◆ **WORK TASK**: Images excluded, repeat each entry below exactly.

((

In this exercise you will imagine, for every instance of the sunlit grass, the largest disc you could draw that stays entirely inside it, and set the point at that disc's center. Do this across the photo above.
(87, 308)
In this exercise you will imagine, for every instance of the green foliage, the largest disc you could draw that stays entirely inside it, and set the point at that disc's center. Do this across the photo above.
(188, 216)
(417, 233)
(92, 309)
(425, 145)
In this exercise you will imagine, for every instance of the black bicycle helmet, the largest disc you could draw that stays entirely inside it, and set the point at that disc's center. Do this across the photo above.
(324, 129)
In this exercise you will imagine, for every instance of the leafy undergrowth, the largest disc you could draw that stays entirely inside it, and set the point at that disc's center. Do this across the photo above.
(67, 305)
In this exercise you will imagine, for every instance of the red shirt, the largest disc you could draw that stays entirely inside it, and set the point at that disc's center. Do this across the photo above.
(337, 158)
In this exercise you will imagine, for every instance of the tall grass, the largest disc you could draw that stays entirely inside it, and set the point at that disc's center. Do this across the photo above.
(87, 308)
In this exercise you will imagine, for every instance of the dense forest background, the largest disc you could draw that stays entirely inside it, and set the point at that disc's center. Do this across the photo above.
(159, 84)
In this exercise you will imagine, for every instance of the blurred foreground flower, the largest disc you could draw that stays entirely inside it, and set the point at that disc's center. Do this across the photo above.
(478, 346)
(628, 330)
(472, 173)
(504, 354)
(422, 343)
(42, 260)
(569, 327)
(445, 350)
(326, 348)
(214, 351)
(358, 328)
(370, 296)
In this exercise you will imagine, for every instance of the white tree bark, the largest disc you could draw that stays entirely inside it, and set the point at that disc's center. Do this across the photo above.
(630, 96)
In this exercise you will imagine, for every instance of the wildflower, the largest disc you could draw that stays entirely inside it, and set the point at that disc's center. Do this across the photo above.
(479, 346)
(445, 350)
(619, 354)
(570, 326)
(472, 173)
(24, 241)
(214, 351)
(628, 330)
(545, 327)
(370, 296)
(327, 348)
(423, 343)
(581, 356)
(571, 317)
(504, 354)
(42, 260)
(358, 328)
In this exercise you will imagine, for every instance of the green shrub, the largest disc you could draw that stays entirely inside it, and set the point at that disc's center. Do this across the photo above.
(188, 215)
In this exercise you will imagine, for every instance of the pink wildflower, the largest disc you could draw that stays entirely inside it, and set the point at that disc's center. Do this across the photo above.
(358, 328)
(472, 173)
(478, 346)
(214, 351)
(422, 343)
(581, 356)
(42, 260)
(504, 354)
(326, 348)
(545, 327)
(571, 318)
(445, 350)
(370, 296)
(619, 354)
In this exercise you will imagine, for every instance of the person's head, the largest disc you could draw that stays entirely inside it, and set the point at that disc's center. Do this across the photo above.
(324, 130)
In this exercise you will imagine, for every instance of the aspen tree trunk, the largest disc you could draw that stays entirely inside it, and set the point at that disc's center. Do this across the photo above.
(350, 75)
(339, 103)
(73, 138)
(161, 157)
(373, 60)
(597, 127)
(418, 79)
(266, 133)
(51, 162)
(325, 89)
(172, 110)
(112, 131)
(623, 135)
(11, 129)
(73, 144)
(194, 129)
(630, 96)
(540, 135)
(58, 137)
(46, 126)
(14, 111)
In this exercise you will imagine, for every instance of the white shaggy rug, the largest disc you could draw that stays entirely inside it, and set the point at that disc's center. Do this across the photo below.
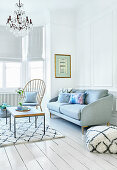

))

◆ **OUTPUT FOR THIS TASK**:
In this exercise you will imagine, for every instance of the sunlit grass, the largest disc you could draw that stays entirely inside it, and set the point at that disc's center. Do this across the photo above.
(87, 308)
In this exercise you will imagine, for every instance of the green foliage, the largest disc you could draw that stays entirely inside it, and set the point at that disc's center. Do this across the photo above.
(188, 216)
(417, 233)
(92, 309)
(425, 145)
In this exercise you will imagine, for every instance of the black bicycle helmet, the largest disc you could draw that stays entirely inside it, and set the point at that disc's center. Do this across the photo above.
(324, 129)
In this exercise you will imagine, for every instance of the leafy undergrowth, the largest disc you could draw that stays entirely inside it, and set the point at that disc's center. Do this across the photo above.
(67, 305)
In this exercise you will imagine, for every instance of the red shirt, the largest disc you could draw that stays entirely inside it, and set the point at that disc's center. Do this across the photo above.
(337, 158)
In this exercise you will imagine, for every instance of the tall grass, the largest disc you could draw that stays entirely inside it, and set the point at that disc's center. Do this across the photo above.
(87, 308)
In this exercise you will imagine, for every instance of the dense forest background, the largest disc you could draw that stays entirely inside it, and set the point at that disc's center. Do this across the photo above.
(159, 84)
In this exercise you will imagine, for every instance of the blurred foreground flower, the largest disc you could draw that stays entirely inside it, and set the point at that disc's center. Do this across the photo above.
(478, 346)
(628, 330)
(472, 173)
(504, 354)
(422, 343)
(42, 260)
(569, 327)
(445, 350)
(326, 348)
(214, 351)
(358, 328)
(370, 296)
In this exercise you will imagine, for every instance of the white tree bark, the largest disc you could draw that stays entirely inside it, and set the point at that disc's center. Do this across the photo above.
(630, 96)
In this exercise you will imagine, for every instance of the wildflower, the largest disc you could draw that stays entirely inside it, and set the point at that disc's center. Do this across the photo above.
(479, 346)
(445, 350)
(619, 354)
(570, 326)
(472, 173)
(24, 241)
(214, 351)
(628, 330)
(545, 327)
(370, 296)
(327, 348)
(423, 343)
(581, 356)
(571, 317)
(504, 354)
(42, 260)
(358, 328)
In this exercise you will imagine, for every instance of the green shrub, the largest disc you could draw that stays entirely inside it, and set the point at that disc's center. Do this across the photo above.
(188, 215)
In this exercise you will imagine, for every instance of the pink wildflower, the largest disc you could draw that stays entirely inside it, and set the point at that disc's center. Do this across the photo above.
(358, 328)
(472, 173)
(478, 346)
(214, 351)
(422, 343)
(581, 356)
(42, 260)
(504, 354)
(326, 348)
(545, 327)
(571, 318)
(445, 350)
(370, 296)
(619, 354)
In this exercise you will imagine, for every instance of the person's head, the largest disc you could draw that stays entirely inside it, and set the point at that disc's center. Do this across the photo above.
(324, 130)
In this exercise you will imagine, for every instance of the aspen tree trunk, the largest disc you could draw that stays entirely inside it, and set the point at that disc's center. Do this across the photo above.
(350, 75)
(339, 103)
(73, 138)
(161, 157)
(373, 60)
(597, 127)
(418, 79)
(266, 133)
(51, 162)
(325, 89)
(172, 110)
(112, 131)
(623, 135)
(11, 129)
(73, 144)
(194, 129)
(630, 96)
(540, 135)
(58, 137)
(46, 126)
(14, 111)
In this exercise you will imagine, for every instance of the white shaggy rug, the largest disc you could draw that stays entirely inside it, and set the point at that disc's center. Do this across the photo below.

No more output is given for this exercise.